** start of Data in this exercise **
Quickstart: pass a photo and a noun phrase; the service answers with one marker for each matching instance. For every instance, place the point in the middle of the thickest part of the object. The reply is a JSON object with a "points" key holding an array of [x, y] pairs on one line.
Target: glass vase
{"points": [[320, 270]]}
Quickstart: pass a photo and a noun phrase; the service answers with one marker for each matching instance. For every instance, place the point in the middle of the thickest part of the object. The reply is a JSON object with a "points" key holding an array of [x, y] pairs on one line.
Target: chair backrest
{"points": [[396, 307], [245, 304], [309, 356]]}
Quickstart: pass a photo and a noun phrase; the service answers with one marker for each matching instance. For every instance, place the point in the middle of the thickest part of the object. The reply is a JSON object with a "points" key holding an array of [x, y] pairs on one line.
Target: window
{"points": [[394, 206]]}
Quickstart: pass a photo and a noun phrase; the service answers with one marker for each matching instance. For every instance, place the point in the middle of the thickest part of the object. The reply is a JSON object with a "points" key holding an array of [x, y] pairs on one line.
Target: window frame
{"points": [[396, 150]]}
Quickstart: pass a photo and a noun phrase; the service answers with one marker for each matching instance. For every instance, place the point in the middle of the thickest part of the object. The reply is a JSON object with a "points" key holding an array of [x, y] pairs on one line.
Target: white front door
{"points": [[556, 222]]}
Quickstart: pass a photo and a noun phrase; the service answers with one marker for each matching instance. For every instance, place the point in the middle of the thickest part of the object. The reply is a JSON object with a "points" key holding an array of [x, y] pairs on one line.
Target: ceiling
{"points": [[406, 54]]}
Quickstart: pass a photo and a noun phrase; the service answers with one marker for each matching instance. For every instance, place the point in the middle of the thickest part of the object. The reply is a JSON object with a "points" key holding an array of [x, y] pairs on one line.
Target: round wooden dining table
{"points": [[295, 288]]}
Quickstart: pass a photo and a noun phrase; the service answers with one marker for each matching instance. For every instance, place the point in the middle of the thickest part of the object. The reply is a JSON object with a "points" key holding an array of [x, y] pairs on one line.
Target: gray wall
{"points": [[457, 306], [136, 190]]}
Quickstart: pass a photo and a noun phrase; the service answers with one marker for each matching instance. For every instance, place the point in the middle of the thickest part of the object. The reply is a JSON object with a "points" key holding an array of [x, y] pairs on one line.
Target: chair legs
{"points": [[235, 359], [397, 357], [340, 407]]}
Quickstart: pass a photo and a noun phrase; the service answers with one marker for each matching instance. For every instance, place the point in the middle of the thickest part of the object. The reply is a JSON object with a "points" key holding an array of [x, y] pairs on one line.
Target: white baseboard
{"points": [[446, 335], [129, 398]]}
** end of Data in this exercise **
* _Goal_:
Please select and copy every line of the material above that contains the word "white". Matching is case-sensitive.

* _Exercise answer_:
Target: white front door
Target: white baseboard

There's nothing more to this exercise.